[begin EXERCISE DATA]
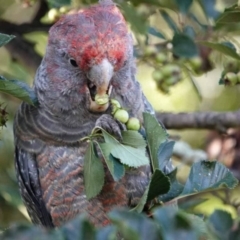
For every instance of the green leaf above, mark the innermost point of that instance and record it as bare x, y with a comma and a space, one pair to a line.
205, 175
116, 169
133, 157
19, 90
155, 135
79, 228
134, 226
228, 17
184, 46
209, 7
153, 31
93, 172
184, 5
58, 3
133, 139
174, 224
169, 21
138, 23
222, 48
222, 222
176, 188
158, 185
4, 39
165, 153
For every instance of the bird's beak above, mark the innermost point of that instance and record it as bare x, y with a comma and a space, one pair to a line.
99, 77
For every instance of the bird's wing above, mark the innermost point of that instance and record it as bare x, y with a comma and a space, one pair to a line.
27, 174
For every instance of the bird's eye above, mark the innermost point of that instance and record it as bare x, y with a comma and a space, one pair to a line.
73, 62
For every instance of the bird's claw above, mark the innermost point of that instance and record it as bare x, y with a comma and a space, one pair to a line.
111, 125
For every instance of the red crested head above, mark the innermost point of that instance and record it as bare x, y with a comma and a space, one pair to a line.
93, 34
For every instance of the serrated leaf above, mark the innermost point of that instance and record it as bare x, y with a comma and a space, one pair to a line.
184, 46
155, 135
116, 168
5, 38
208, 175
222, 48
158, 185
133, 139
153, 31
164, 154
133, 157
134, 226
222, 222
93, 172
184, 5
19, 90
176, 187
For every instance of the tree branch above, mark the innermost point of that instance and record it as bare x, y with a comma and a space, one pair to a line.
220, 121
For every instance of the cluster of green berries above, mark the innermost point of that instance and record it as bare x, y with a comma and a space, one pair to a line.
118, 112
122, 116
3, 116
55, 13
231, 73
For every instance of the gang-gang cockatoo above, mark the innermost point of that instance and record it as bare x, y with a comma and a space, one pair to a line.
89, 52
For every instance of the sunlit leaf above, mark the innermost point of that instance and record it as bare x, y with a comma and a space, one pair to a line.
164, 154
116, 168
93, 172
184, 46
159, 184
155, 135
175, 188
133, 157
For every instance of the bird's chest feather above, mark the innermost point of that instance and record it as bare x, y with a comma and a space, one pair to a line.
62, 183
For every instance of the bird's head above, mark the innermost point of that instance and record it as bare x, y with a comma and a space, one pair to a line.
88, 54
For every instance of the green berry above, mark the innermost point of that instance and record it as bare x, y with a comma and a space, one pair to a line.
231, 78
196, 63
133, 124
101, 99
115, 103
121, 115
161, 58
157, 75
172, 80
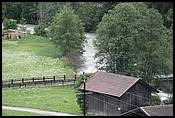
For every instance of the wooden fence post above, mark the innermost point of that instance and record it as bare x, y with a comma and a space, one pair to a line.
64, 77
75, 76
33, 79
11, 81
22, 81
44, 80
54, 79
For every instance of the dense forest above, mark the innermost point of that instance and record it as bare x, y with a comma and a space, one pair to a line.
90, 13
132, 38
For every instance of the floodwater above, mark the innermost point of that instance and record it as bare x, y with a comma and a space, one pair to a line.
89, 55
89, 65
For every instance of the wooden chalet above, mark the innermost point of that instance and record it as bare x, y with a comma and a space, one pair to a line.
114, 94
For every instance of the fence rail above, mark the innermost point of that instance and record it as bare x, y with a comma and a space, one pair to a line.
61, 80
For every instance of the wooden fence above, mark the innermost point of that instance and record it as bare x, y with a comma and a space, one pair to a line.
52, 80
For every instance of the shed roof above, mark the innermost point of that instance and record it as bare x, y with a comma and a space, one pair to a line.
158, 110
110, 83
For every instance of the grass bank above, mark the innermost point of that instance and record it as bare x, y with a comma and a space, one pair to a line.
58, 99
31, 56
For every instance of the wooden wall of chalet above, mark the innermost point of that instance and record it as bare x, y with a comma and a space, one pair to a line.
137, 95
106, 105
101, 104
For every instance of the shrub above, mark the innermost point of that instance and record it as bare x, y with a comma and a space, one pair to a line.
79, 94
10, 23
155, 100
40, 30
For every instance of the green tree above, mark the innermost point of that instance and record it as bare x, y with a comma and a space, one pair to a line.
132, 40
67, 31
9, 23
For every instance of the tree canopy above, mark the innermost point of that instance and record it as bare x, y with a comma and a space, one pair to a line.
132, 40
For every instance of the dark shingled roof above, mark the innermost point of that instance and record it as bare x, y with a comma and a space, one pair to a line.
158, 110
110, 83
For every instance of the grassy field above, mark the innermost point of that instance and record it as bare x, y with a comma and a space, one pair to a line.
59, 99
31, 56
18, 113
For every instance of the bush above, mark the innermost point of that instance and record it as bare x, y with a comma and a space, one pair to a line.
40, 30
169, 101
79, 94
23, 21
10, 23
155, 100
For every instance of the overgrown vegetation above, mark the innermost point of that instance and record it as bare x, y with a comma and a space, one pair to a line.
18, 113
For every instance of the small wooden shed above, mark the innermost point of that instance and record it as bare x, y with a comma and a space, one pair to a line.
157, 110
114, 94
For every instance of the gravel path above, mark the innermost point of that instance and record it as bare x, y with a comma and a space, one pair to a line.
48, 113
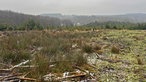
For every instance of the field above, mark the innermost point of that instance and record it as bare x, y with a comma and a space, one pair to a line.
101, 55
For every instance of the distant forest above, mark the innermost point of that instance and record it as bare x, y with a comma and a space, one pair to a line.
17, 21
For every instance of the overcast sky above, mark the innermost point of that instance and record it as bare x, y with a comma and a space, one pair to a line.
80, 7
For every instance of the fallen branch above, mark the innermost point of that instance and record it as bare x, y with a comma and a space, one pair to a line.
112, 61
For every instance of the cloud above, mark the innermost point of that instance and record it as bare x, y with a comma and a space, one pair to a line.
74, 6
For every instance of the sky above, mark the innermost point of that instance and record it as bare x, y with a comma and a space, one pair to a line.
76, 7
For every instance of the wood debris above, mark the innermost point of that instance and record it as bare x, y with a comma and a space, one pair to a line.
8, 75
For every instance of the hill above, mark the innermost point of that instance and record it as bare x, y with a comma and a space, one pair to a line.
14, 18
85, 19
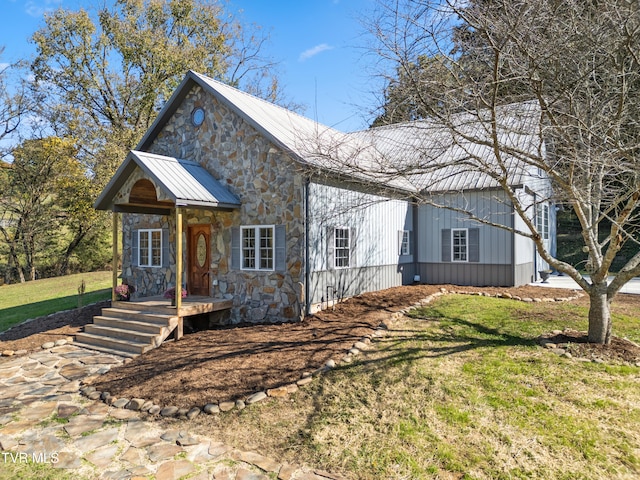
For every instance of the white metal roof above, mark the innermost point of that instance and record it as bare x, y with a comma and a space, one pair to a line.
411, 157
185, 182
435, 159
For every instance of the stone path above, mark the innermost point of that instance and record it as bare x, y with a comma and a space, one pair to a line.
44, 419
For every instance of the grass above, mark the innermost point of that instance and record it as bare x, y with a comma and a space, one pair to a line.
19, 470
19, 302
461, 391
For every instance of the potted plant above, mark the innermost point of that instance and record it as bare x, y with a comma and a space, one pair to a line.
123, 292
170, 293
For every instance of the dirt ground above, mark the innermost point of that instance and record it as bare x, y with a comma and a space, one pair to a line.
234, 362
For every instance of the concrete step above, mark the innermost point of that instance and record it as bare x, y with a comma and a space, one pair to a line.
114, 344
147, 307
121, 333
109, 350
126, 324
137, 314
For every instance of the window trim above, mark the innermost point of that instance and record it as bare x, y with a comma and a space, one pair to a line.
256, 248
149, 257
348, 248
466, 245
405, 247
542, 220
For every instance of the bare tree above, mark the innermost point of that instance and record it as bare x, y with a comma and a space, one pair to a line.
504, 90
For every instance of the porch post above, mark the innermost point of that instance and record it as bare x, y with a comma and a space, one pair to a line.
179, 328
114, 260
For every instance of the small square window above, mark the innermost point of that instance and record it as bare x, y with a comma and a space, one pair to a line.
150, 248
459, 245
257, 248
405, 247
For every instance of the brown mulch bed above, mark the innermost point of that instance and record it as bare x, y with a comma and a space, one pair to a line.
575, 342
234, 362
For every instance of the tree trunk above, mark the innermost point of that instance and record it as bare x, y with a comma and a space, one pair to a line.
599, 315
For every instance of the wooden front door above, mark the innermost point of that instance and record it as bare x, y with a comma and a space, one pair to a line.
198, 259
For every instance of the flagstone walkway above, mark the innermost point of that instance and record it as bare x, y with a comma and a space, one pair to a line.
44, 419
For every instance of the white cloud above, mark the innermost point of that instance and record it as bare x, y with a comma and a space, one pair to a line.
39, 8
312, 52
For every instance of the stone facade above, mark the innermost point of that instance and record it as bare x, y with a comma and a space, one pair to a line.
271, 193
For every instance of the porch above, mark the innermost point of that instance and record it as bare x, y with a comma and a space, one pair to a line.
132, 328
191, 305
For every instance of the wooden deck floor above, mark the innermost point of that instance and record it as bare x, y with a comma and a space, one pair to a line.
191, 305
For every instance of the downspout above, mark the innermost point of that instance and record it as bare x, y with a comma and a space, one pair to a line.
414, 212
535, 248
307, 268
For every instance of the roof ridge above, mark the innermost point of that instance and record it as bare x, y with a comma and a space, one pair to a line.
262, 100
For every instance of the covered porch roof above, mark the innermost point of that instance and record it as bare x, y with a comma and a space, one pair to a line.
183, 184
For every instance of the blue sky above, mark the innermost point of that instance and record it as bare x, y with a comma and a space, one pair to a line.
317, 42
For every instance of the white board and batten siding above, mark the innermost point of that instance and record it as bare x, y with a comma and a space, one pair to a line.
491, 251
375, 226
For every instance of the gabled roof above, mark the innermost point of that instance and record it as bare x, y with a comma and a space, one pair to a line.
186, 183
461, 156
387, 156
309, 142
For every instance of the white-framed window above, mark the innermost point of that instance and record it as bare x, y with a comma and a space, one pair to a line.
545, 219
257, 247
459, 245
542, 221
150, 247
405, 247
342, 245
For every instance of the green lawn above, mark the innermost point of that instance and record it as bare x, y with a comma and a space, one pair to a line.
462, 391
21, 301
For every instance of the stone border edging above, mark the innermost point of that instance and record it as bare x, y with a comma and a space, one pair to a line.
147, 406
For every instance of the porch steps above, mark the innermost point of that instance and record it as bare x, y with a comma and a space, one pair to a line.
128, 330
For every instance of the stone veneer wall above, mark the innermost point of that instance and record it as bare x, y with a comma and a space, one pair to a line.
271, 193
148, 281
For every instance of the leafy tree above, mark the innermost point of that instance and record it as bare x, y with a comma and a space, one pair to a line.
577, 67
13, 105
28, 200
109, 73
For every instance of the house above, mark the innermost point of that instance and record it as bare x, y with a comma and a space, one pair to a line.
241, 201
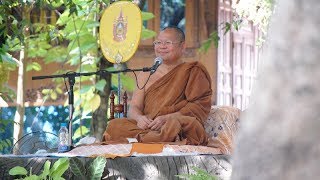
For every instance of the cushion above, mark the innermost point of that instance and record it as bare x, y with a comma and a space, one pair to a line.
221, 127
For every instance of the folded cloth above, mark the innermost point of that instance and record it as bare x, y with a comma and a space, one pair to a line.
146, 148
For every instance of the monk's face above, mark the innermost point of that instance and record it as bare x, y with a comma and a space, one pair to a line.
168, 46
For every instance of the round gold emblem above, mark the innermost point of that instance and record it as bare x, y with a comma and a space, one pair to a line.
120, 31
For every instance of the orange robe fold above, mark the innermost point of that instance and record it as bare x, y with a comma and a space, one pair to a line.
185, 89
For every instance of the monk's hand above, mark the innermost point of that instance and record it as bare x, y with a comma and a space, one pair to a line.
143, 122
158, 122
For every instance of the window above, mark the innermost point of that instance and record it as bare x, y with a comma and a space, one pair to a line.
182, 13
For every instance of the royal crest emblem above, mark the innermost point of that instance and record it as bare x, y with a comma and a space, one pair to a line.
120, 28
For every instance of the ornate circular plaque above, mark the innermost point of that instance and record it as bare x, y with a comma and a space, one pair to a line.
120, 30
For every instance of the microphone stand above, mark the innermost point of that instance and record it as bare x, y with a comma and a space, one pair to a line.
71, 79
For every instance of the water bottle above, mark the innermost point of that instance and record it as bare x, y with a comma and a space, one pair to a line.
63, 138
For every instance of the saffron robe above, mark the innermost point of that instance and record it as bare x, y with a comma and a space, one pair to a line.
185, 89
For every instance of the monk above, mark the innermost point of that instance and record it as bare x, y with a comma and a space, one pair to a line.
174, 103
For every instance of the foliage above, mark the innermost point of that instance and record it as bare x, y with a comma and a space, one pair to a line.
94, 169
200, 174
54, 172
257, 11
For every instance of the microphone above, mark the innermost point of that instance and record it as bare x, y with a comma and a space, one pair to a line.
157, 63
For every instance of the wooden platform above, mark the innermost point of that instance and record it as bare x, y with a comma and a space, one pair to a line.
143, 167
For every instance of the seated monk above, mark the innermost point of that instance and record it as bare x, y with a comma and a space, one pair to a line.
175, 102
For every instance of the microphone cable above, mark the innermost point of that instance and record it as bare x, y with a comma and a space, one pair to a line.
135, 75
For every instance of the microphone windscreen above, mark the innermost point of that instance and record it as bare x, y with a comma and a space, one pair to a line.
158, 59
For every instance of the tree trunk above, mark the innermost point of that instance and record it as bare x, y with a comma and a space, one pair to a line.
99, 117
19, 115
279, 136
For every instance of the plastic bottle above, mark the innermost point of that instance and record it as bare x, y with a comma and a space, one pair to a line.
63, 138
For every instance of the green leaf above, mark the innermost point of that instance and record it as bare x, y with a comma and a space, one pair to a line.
[end EXERCISE DATA]
**AIM:** In the listing above, find the line containing "For every instance of the water" and please quote exactly that line through the last one, and no other lines.

**ANSWER IN FULL:**
For every instance of the water bottle above, mark the innermost point of that instance and record it as bare x, y with a comma and a space, one pair to a line.
63, 138
For every instance of the saffron robe above, mark the innermost point of that instance and record it as bare x, y with a comma and a space, one pair to a line.
185, 89
For every instance of the monk above, mark the innermost point of that instance and record it as bare x, y with a comma and a space, one pair to a line.
174, 103
For every instance of the foliage above, mark the innermost point of that instance and record it as bare x, y with a comma and a space, one pair to a line.
94, 169
200, 174
54, 172
257, 11
For every instance of the microphone above, mark the innermost point of that instance and record it as bare x, y with a comma and a space, one pair to a line.
157, 63
For every instance of the wooden platform above, mark the innermost point of that instance and record it as bare x, y with a comma and a space, one pair to a line.
143, 167
For every instance of the seated monk above, mark the innermost point of that instance and record it as bare x, y with a comma and a space, one pair to a line.
175, 102
For every instance of the microphone cable above, mark the innermost point of that instance and record it as bare x, y with a comma and a space, one pair to a line.
135, 75
For every instance of the microphone windscreen above, mark the innermost point of that instance and record it as bare x, y with a comma and a space, one pair to a line.
158, 59
For every instance of the tree trunk above, mark the innermost point of that instance and record it as bare x, y with a comma and a space, one pair to a line.
99, 117
19, 115
279, 136
For every instance of the plastic bottle above, mark the innermost point of that instance and record it as bare x, y with a comma and a space, one pair to a line.
63, 138
For every instance of the green leaf above, mark the innermost point of that instance and record it as bare x, y with a comma and a space, one pair to a line.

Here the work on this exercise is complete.